But the mind of Raphael was an ever-flowing fountain of human sympathies; and in all that concerns man, in his vast varieties and complicated relations, from the highest forms of majesty to the humblest condition of humanity, even to the maimed and misshapen, he may well be called a master. His Apostles, his philosophers, and most ordinary subordinates, are all to us as living beings; nor do we feel any doubt that they all had mothers, and brothers, and kindred. In the assemblage of the Apostles (already referred to) at the Death of Ananias, we look upon men whom the effusion of the Spirit has equally sublimated above every unholy thought; a common power seems to have invested them all with a preternatural majesty. Yet not an iota of the individual is lost in any one; the gentle bearing and amenity of John still follow him in his office of almoner; nor in Peter does the deep repose of the erect attitude of the Apostle, as he deals the death-stroke to the offender by a simple bend of his finger, subdue the energetic, sanguine temperament of the Disciple.

* Raw data *
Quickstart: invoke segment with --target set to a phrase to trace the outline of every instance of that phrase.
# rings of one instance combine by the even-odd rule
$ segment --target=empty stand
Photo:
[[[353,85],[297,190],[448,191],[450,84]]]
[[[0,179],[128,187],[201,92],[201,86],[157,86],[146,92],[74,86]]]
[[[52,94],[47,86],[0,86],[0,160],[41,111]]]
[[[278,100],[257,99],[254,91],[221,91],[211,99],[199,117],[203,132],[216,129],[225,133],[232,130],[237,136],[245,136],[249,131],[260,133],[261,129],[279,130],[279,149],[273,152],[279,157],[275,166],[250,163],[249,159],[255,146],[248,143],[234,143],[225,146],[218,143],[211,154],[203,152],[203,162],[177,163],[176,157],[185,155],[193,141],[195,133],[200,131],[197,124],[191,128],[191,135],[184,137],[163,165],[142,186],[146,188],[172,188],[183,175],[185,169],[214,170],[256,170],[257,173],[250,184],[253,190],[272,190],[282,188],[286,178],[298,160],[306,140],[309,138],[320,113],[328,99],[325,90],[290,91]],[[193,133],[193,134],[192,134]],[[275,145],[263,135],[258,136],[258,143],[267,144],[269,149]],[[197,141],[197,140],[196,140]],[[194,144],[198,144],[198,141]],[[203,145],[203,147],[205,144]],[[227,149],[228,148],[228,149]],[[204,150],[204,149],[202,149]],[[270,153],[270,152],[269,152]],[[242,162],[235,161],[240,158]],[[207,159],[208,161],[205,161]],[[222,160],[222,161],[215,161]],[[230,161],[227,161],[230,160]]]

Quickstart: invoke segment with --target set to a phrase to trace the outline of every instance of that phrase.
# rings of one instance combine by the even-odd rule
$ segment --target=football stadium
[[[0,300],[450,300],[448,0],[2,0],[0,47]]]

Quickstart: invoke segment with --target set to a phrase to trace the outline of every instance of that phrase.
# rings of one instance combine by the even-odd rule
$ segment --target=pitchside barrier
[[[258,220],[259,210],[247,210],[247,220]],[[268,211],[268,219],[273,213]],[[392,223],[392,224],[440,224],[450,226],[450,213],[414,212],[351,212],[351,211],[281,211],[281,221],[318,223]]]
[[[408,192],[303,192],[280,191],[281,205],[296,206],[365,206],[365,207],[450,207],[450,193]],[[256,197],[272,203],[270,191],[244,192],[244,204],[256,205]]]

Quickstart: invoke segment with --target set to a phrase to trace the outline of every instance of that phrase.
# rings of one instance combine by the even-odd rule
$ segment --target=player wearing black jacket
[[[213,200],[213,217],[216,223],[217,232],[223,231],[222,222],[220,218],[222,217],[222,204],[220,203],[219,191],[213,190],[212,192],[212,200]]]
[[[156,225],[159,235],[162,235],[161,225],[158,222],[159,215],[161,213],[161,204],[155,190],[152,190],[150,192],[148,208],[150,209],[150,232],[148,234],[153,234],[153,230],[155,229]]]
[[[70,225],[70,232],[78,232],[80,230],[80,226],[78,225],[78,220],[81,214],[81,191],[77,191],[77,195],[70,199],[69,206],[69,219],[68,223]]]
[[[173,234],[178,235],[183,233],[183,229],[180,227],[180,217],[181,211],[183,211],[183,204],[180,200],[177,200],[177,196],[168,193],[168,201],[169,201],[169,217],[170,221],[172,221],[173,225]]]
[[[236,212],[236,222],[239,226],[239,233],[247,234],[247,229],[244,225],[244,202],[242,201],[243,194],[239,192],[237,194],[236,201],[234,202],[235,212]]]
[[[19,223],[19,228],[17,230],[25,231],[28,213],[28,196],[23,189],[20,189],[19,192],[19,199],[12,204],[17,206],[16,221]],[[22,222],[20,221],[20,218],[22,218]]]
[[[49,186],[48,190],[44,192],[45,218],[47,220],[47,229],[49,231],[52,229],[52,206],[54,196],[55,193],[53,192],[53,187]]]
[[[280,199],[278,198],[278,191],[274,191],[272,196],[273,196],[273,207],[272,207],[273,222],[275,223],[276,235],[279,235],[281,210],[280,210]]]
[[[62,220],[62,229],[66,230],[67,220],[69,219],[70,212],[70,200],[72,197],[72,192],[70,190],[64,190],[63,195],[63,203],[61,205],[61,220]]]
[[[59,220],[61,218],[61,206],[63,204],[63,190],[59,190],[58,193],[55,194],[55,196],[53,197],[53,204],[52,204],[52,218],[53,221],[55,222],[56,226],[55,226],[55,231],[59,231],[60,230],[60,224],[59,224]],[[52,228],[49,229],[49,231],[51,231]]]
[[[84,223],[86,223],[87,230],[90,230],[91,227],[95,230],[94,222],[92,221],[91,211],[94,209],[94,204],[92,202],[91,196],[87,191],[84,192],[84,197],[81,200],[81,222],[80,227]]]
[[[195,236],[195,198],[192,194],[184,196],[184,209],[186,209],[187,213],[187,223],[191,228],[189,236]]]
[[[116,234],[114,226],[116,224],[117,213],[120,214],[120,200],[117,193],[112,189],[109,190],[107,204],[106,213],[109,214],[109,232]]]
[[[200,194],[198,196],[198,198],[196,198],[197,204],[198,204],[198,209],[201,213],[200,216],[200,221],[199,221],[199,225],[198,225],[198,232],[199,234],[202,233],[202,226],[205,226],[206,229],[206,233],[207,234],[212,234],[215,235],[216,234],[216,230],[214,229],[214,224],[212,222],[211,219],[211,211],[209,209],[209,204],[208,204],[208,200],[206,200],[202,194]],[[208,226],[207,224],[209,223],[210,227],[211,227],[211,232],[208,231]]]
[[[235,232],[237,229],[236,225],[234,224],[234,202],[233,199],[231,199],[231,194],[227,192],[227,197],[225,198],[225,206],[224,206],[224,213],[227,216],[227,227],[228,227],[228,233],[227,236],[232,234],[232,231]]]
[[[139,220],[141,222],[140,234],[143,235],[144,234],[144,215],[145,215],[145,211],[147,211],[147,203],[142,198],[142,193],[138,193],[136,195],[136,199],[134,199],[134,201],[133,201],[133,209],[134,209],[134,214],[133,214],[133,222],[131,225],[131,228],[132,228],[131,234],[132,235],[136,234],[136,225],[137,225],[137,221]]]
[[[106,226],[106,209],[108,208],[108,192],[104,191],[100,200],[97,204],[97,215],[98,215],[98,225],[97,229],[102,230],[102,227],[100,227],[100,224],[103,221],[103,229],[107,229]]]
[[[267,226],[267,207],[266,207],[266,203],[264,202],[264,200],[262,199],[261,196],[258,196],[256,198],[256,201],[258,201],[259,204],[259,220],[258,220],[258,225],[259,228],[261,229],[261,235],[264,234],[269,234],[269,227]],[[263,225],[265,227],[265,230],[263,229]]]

* Work order *
Answer these questions from the passage on Raphael:
1. What does the passage call the mind of Raphael?
2. What qualities of John still follow him in his office of almoner?
3. By what gesture does Peter deal the death-stroke to the offender?
The material comes from a source separate from the passage on Raphael.

* Solution below *
1. An ever-flowing fountain of human sympathies.
2. His gentle bearing and amenity.
3. A simple bend of his finger.